Source excerpt >>
Grocery & Supermarkets

Industry Insight

Date November 2017

Approximate net recovery on cost


Current trends

  • Through September 2017, U.S. grocery store sales increased 2.2% year over year
  • The consumer price index for food increased 1.2% in September 2017 over 2016
  • While the overall industry is growing, major shifts are happening within the sector
  • The acquisition of Whole Foods by Amazon for $13.7 billion closed in August 2017; Amazon immediately slashed prices on key items
  • In October, the Food at Home Price Index increased for the fourth consecutive month


Projected Values


Food at Home 


Food at Home


Market Disruptions Force Change: Changes in the way consumers eat and shop for food are mixing up the crowded global grocery market. Disruptors include online competitors, the rise of discounters, and changing consumer perceptions of value. Traditional grocery chains now compete for market share with a range of competitors, including warehouse clubs and discounters, convenience stores, drug stores, dollar stores, internet retailers, and the recent expansion of meal-kit delivery companies. Cross-border forays by grocery retailers looking for growth beyond mature home markets continue to reshape the grocery sector.

Extracted material >>

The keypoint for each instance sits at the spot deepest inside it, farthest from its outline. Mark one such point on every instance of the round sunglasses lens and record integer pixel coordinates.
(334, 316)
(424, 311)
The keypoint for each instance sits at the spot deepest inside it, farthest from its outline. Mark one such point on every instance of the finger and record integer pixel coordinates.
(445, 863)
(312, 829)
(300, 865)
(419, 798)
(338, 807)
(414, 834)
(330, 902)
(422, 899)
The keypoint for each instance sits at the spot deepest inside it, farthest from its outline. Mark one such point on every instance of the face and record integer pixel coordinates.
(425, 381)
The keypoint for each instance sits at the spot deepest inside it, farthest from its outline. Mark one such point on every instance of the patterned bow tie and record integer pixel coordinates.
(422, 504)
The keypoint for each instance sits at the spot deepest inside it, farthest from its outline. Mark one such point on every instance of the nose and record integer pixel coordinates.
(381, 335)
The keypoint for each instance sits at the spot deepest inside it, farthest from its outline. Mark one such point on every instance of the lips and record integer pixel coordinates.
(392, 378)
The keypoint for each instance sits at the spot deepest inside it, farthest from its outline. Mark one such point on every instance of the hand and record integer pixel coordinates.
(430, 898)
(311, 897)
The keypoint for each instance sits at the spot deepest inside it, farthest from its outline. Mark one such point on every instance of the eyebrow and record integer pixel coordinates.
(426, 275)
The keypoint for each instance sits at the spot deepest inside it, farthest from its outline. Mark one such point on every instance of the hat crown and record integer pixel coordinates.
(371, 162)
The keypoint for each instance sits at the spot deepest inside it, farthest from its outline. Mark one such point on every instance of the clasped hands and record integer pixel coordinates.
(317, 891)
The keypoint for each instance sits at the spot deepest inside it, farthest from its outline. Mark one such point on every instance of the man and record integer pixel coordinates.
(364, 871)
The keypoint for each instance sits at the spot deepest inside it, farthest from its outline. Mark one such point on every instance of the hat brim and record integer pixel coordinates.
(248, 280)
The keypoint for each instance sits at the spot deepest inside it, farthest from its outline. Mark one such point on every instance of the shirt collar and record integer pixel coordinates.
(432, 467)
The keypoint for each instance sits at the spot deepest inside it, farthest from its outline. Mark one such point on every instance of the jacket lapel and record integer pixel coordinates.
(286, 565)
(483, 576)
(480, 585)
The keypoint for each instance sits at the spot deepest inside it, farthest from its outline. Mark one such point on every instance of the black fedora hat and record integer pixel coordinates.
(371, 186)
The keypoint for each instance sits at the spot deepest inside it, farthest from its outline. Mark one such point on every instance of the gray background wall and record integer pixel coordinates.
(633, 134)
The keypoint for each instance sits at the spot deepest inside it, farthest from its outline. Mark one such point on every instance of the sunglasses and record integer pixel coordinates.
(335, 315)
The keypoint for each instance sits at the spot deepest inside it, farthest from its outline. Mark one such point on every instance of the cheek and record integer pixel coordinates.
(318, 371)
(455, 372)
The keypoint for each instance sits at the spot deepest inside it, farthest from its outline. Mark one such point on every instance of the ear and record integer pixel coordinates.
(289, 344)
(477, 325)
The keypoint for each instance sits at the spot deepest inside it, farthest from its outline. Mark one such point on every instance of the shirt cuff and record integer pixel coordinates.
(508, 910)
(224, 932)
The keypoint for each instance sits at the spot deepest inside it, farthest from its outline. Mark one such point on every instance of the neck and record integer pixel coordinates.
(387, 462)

Tasks for this exercise >>
A. Repeat the grocery industry insight from "Market Disruptions Force" up to and including "the grocery sector.".
B. Answer these questions using the grocery industry insight:
(i) By what percentage did U.S. grocery store sales increase year over year through September 2017?
(ii) How much did Amazon pay to acquire Whole Foods?
(iii) As of October, for how many consecutive months had the Food at Home Price Index increased?
C. Extend the grocery industry insight, starting after its final sentence.
The material above is separate from the grocery industry insight.

Answers provided >>
A.
Market Disruptions Force Change: Changes in the way consumers eat and shop for food are mixing up the crowded global grocery market. Disruptors include online competitors, the rise of discounters, and changing consumer perceptions of value. Traditional grocery chains now compete for market share with a range of competitors, including warehouse clubs and discounters, convenience stores, drug stores, dollar stores, internet retailers, and the recent expansion of meal-kit delivery companies. Cross-border forays by grocery retailers looking for growth beyond mature home markets continue to reshape the grocery sector.

B.
(i) 2.2%
(ii) $13.7 billion
(iii) Four

C.
Sales Shifting Away from Traditional Grocery Stores: In a highly competitive market, retailers are narrowing in on new tactics to grow share and mitigate challenges from new market entrants. Many stores have shifted their assortment towards more fresh and organic produce, whose sales are surging. In May 2017, the Organic Trade Association released a report highlighting new sales of almost 3.7 billion from the previous year. Organic sales in the U.S. totaled approximately $47 billion in 2016; organic food now accounts for 5.3 percent of total food sales in the U.S. Additionally, millennials are more likely than older shoppers to buy produce at a non-traditional venue, according to a report from the Food Marketing Institute (FMI). Supercenters, organic and specialty retailers, and farmers’ markets are among the alternative channels frequented by millennials for fresh fruits and vegetables, which poses another threat to traditional grocery chains’ revenue and margins.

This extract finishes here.